- [Passage retenu]
- - -

L’équipe du projet EyCon, le Musée du Quai Branly Jacques Chirac, le Labex Passés dans le Présent, l’AHRC et l’université de Paris Cité organisent des ateliers (pour spécialistes) suivis d’une conférence ouverte au public (10 juin 2022, 14h-17h30, salle de cinéma) autour des photographies sensibles et de leurs recirculations contemporaines.
Ateliers & Conférence ouverte au public le 10 juin 2022(14h-17h30, salle de cinéma)
L’utilisation des photographies de la souffrance humaine a attiré une attention considérable de la part des chercheurs au cours des dernières décennies. De Susan Sontag à Susie Linfield et Susan Crane, plusieurs ouvrages majeurs ont abordé la question des usages potentiellement abusifs des “images traumatiques”. L’utilisation, la reproduction et le traitement des photographies sensibles dans le cadre de la recherche historique, de leur mise en archive, de l’enseignement et de la sensibilisation du public soulèvent en effet plusieurs questions.

- - -

- [Lignes affichées]
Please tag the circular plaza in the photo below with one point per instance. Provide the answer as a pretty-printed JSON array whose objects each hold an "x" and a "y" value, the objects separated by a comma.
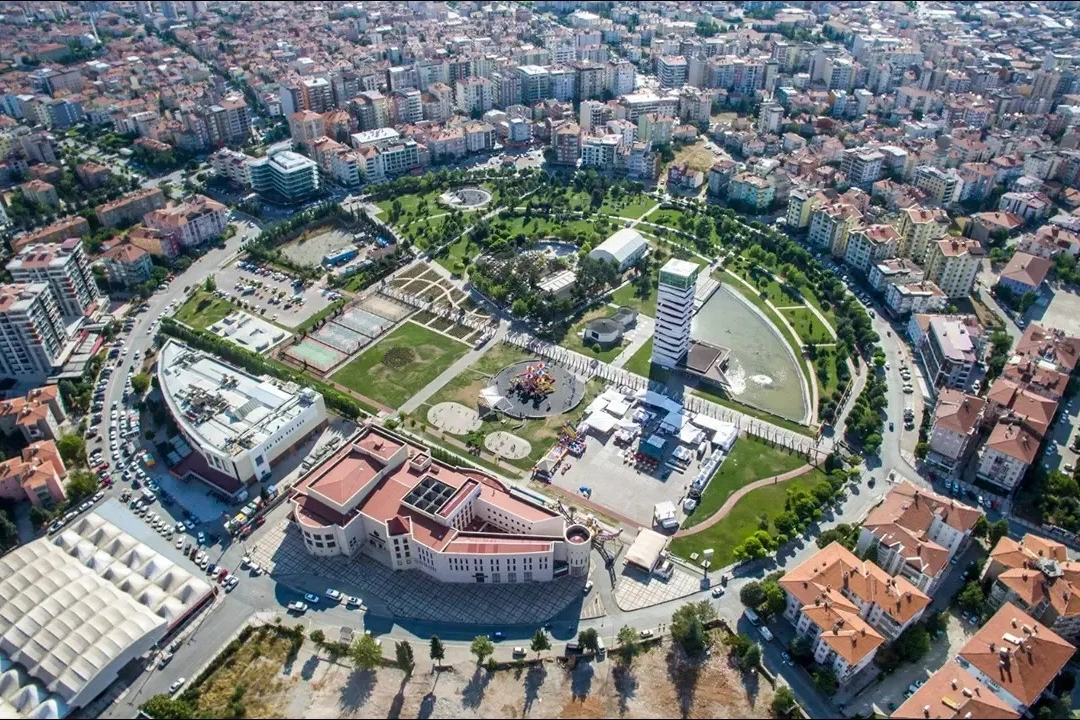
[{"x": 537, "y": 389}]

- - -

- [Tâches à réaliser]
1: Reprenez le passage retenu entre "Ateliers & Conférence" et "effet plusieurs questions.", bornes incluses, en remplaçant "chercheurs" par "spécialistes".
2: Répondez aux questions suivantes à partir du passage retenu.
(a) À quelle date se tient la conférence ouverte au public ?
(b) Dans quelle salle cette conférence a-t-elle lieu ?
(c) Quels auteurs sont cités pour leurs ouvrages sur les usages potentiellement abusifs des « images traumatiques » ?
Répondez en vous appuyant uniquement sur le passage retenu.

- [Réponses attendues]
1:
Ateliers & Conférence ouverte au public le 10 juin 2022(14h-17h30, salle de cinéma)
L’utilisation des photographies de la souffrance humaine a attiré une attention considérable de la part des spécialistes au cours des dernières décennies. De Susan Sontag à Susie Linfield et Susan Crane, plusieurs ouvrages majeurs ont abordé la question des usages potentiellement abusifs des “images traumatiques”. L’utilisation, la reproduction et le traitement des photographies sensibles dans le cadre de la recherche historique, de leur mise en archive, de l’enseignement et de la sensibilisation du public soulèvent en effet plusieurs questions.

2:
(a) Le 10 juin 2022.
(b) Dans la salle de cinéma.
(c) Susan Sontag, Susie Linfield et Susan Crane.